* Problem to work on: Tally the lines in the listing below that contain the string "dirt", with case counting, and give only the number.

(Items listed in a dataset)
··········
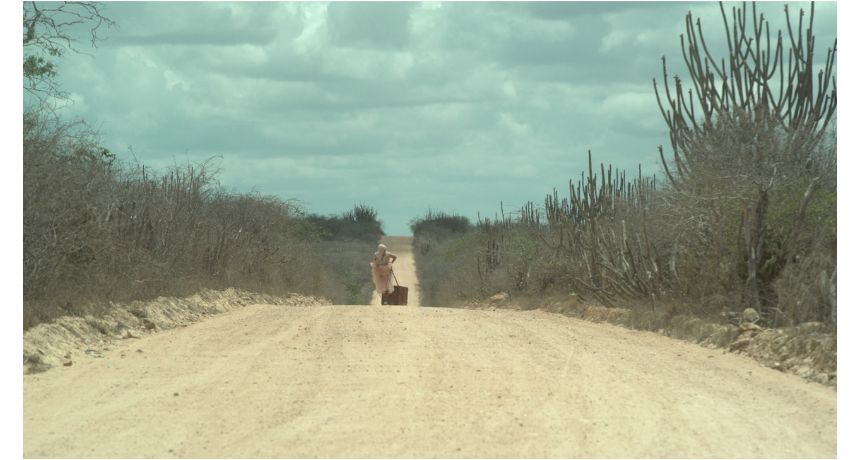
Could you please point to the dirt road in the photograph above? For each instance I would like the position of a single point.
(373, 381)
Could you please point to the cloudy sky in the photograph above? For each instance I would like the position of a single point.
(403, 106)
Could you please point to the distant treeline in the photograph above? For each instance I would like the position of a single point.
(743, 215)
(641, 244)
(98, 230)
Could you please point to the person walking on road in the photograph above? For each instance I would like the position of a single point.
(381, 269)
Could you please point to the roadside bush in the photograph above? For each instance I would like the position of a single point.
(97, 230)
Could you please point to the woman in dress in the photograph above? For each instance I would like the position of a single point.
(381, 269)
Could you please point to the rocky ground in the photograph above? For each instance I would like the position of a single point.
(807, 350)
(70, 339)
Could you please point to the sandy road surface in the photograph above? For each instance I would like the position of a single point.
(373, 381)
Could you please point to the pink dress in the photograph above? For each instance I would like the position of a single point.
(381, 269)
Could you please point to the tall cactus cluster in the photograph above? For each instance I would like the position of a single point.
(743, 217)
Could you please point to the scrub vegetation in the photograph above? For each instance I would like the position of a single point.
(99, 230)
(742, 216)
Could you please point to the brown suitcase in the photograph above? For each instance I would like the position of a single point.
(399, 296)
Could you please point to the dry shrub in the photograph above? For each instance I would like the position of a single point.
(98, 230)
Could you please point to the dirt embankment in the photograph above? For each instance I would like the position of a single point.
(70, 339)
(401, 381)
(807, 350)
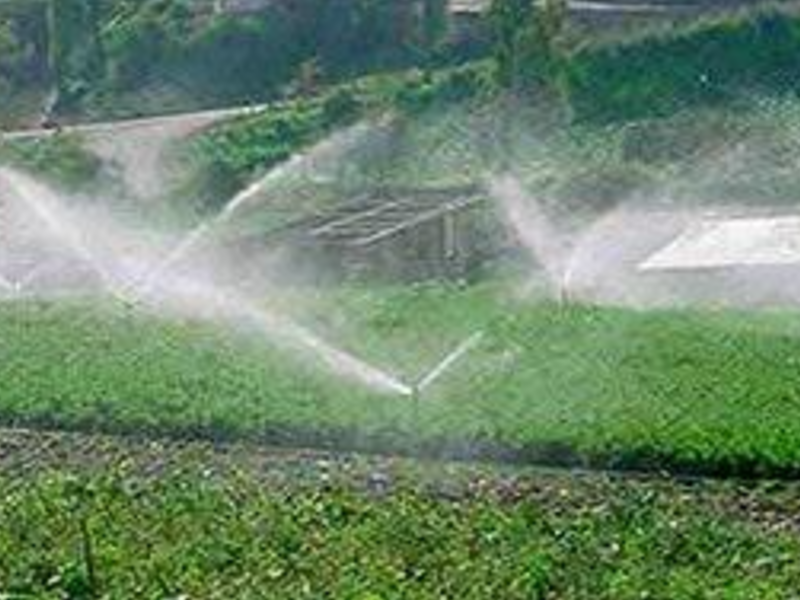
··········
* Answer for the task: 2